* **Task description**
Everything in the records must appear again exactly, except the images.

* **Data to examine**
--
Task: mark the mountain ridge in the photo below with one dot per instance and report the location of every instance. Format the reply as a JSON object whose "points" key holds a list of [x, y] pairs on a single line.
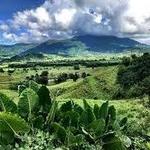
{"points": [[88, 43]]}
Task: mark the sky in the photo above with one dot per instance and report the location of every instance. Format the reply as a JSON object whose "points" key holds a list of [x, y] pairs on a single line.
{"points": [[36, 21]]}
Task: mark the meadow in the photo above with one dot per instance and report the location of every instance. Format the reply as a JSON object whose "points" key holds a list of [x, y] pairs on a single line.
{"points": [[96, 88]]}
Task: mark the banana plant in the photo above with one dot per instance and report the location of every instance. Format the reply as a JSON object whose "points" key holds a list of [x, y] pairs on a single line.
--
* **Result**
Task: mark the mountain ridge in the photo below with one dot per instance and report the location of every instance. Format the reply as a JSON object whose "points" key holds a list of [x, y] pairs on a single line.
{"points": [[88, 43]]}
Task: mark the sky in the photo above with one dot per instance and report the location of every instance. Format the reply as a JSON object whose "points" key holds a list of [x, y] pairs on a single line.
{"points": [[36, 21]]}
Task: mark the meadow in the photo above with one dot per instance and report the location of every instance. Format the reply as a JSON object whose "points" key holds a list of [x, y] pairs on a single line.
{"points": [[96, 88]]}
Task: mark the banana plant in the photo above with one dot per instance and report the location of every instance. Format the reply as a JSON object whose "points" key holds a list of [x, y] pairs on a single line.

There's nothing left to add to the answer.